EXTRACT
SECURITIES AND EXCHANGE COMMISSION

Washington, D.C. 20549

 

FORM 8-K

 

CURRENT REPORT

Pursuant to Section 13 or 15(d) of the Securities Exchange Act of 1934

 

Date of Report (Date of earliest event reported): April 12, 2010

 

VIRGIN MEDIA INC.

(Exact name of Registrant as specified in its charter)

 

Delaware

 

File No. 000-50886

 

59-3778247

(State of Incorporation)

 

(Commission File Number)

 

(IRS Employer Identification No.)

 

909 Third Avenue, Suite 2863, New York, New York 10022

(Address of principal executive offices) (Zip Code)

 

Registrant’s Telephone Number, including Area Code: (212) 906-8440

 

Check the appropriate box below if the Form 8-K filing is intended to simultaneously satisfy the filing obligation of the registrant under any of the following provisions:

 

o  Written communications pursuant to Rule 425 under the Securities Act (17 CFR 230.425)

 

o  Soliciting material pursuant to Rule 14a-12 under the Exchange Act (17 CFR 240.14a-12)

 

o  Pre-commencement communications pursuant to Rule 14d-2(b) under the Exchange Act (17 CFR 240.14d-2(b))

 

o  Pre-commencement communications pursuant to Rule 13e-4(c) under the Exchange Act (17 CFR 240.13e-4(c))

 

 

 




Table of Contents

 

Item 1.01.  Entry into a Material Definitive Agreement.

Records of labeled points:
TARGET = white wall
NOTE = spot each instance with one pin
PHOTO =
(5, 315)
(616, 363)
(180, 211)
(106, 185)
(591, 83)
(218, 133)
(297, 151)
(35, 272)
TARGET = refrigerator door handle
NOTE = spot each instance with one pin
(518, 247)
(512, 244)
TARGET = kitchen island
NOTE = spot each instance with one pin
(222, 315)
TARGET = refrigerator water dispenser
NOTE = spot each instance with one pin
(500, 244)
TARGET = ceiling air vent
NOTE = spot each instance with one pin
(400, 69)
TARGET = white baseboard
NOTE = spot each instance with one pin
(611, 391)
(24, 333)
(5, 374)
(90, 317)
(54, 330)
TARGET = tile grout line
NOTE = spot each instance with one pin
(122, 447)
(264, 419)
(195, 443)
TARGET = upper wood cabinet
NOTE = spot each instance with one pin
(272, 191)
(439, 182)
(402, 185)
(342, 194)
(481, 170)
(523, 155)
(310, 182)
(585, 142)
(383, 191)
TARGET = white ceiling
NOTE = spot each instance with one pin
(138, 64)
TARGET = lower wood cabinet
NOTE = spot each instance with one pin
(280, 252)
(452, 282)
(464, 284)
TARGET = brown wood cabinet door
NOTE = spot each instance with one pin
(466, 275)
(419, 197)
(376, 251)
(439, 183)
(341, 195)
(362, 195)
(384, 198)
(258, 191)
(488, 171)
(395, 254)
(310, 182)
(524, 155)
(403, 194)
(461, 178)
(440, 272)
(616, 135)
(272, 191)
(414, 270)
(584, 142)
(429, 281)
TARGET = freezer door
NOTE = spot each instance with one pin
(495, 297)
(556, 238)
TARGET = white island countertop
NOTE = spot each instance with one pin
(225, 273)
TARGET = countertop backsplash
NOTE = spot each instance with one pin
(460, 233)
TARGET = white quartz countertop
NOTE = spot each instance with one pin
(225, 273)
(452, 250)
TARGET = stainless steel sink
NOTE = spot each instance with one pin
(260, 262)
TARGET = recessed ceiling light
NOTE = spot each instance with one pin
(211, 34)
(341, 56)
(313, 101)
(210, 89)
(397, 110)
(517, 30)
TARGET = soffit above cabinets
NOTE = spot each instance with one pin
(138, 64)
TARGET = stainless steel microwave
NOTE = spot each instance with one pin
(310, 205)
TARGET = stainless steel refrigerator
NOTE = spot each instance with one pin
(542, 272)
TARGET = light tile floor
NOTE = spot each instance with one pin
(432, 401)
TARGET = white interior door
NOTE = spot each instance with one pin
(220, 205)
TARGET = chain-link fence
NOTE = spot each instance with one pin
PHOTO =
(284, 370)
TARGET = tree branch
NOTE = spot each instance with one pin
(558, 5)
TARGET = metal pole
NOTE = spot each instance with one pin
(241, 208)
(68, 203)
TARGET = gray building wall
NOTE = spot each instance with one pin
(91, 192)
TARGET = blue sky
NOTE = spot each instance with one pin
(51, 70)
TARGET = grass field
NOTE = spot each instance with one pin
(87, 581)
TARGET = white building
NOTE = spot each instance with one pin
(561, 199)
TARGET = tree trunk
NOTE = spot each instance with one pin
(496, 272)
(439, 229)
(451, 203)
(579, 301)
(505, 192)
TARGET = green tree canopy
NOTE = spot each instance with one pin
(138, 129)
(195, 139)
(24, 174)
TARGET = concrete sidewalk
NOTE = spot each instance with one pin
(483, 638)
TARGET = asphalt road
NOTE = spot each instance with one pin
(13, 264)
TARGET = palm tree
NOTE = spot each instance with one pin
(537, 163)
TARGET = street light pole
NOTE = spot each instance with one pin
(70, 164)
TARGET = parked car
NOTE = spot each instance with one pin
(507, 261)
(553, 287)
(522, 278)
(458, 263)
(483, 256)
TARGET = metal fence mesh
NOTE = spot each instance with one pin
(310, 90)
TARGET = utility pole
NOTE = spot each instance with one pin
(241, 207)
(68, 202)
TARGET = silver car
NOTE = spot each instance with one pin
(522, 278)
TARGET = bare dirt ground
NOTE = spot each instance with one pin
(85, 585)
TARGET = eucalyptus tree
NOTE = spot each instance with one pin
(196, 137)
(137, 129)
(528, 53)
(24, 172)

WHAT IS ASKED
a - In which state is the company named in the Form 8-K incorporated?
b - Rewrite the paragraph of the Form 8-K that begins "Check the appropriate box below" as a single shorter sentence that keeps its meaning.
c - List every rule that the Form 8-K cites in its checkbox options, with the act each falls under.
The data plays no role here.

WRITTEN RESPONSES
a - Delaware

b - Mark the relevant box if this Form 8-K filing is also meant to meet the registrant's filing obligation under any of the listed provisions.

c -
- Rule 425 under the Securities Act (17 CFR 230.425)
- Rule 14a-12 under the Exchange Act (17 CFR 240.14a-12)
- Rule 14d-2(b) under the Exchange Act (17 CFR 240.14d-2(b))
- Rule 13e-4(c) under the Exchange Act (17 CFR 240.13e-4(c))